Problem set ->
1. In the Austin Energy article, repeat the passage starting at "Gary Goble, who" and ending at "later this fall.", word for word.
2. According to the Austin Energy article, how many years of experience does Gary Goble have as a utility consultant and regulator?
3. Pick up the article on Austin Energy's proposed rate increase after its final sentence and keep writing.

[Start Page excerpt]

Friday, September 23, 2011 by Bill McCann

An expert rate consultant to Austin Energy has recommended that the utility take a hard look at its revenue requirements – the basis for its proposed electric rate increase – because some of the numbers may be vulnerable if the rate case ends up at the Public Utility Commission of Texas (PUC).

 

Gary Goble, who has more than 30 years experience as a utility consultant and regulator, raised several technical questions about Austin Energy’s revenue requirements—the money needed to run the utility—at a meeting of the advisory Electric Utility Commission (EUC) this week. This was the EUC’s second of four scheduled public meetings on Austin Energy’s proposed rate increase before the EUC makes recommendations to the City Council later this fall.

 

Goble told the commission he was concerned that, based on his initial review of the documents, Austin Energy “has not fully supported the level of its proposed rate increase” and might not be able to meet state standards to justify some costs listed in its revenue requirements.

 

Those comments support what some EUC members have been saying. Following Goble’s presentation, the seven-member commission unanimously passed a resolution requesting that Austin Energy officials meet with Goble to answer his questions and bring back to the commission any unresolved issues.

[End Page excerpt]
[Start Dataset extract]

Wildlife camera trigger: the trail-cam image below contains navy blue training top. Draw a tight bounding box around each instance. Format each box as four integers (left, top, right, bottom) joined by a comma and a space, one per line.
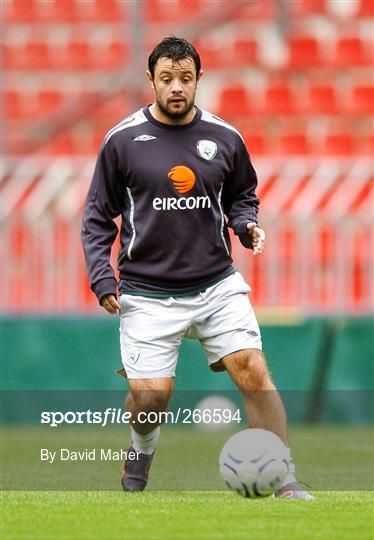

[End Dataset extract]

Outputs ->
1.
Gary Goble, who has more than 30 years experience as a utility consultant and regulator, raised several technical questions about Austin Energy’s revenue requirements—the money needed to run the utility—at a meeting of the advisory Electric Utility Commission (EUC) this week. This was the EUC’s second of four scheduled public meetings on Austin Energy’s proposed rate increase before the EUC makes recommendations to the City Council later this fall.

2. More than 30 years.

3.
Goble also drew favorable reaction from EUC members when he recommended that the city exclude fuel and purchased-power costs when calculating Austin Energy’s transfer of money to the city’s general fund. The transfer currently exceeds $100 million a year to help the city pay for its general operations such as police and fire. EUC members have been arguing for years against including fuel and purchased-power costs in calculating the transfer because such costs can fluctuate greatly and make the transfer amounts unpredictable.

 

An Austin Energy official said later he was confident that utility analysts could answer most, if not all, of Goble’s concerns. “If you listened closely to the discussion, it was mostly questions and we did not have an opportunity to respond,” Mark Dreyfus, Austin Energy’s director of regulatory and government affairs and lead staffer on the rate case, told In Fact Daily. “We think that once we sit down with him, we can answer the questions he raised or at least point out where we may differ because we are following city policies.”

 

Dreyfus added, “If this (rate case) goes to the PUC, we understand that it will take a lot of work and certain standards will need to be met. We will do everything we need to do to meet them.”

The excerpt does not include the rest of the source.